Required actions:
1. In the thread on hyperlink text extraction below, rewrite the paragraph that begins "Based on your example, though" as a short bulleted list that keeps its main facts.
2. Summarize the thread on hyperlink text extraction below in two sentences.

Selected excerpt:
★ ★ ★

Am 07.07.2016 um 21:49 schrieb Allison, Timothy B.:
Hmm, because it's you, I'll try it myself :-)
Thank you, Tilman!
You can't really know for sure with the classic text extraction, but you could
use the extractTextByArea example with the rect coordinates.
Based on your example, though, I think this should work. If I cache the rectangle
coordinates (Rectangle2D) before processing the page and then test for whether the
rectangle contains each TextPosition in writeString(String text,
List<TextPosition> textPositions), this might work?...have to implement to test
this idea...
I don't know if the list contains the spaces at that time... Sometimes
spaces are there as a space glyph (like in your text), sometimes the
space is created in text extraction with heuristics.
The key from your example is to subtract the rectangle's y values from the
height of the page.
PDAnnotationLink's rectangle is:
(lowerleftx) 69.75 : (lly)440.83 : (upperrightx)153.45 : (upry)415.38
Yes, i.e. after the flip.
TEXT: This is a hyperlink
x: 72.024 xDirAdj: 72.024 y: 425.93 yDirAdj: 425.93 height: 5.52 heightDir: 5.52
x: 77.40048 xDirAdj: 77.40048 y: 425.93 yDirAdj: 425.93 height: 5.52 heightDir:
5.52
....
So the "This is a hyperlink" text goes from 425.93 -> 430.45 on the y axis,
which now fits within the rectangle's y range of 415.38 to 440.83.
yDirAdj has the flip, while text.getTextMatrix() doesn't.

★ ★ ★

Dataset excerpt:

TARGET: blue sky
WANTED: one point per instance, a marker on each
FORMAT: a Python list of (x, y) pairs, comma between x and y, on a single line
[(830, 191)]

★ ★ ★

Task-by-task solutions:
1.
- The idea: cache the rectangle coordinates (Rectangle2D) before processing the page.
- Then, in writeString(String text, List<TextPosition> textPositions), test whether the rectangle contains each TextPosition.
- This might work, but it still has to be implemented to test it.

2. Classic text extraction can't say for sure which text falls under a link, so the thread suggests the extractTextByArea example with the rectangle coordinates, or caching the rectangle and testing whether it contains each TextPosition in writeString. The key is to subtract the rectangle's y values from the page height, after which the "This is a hyperlink" text, running from 425.93 to 430.45 on the y axis, fits within the rectangle's y range of 415.38 to 440.83.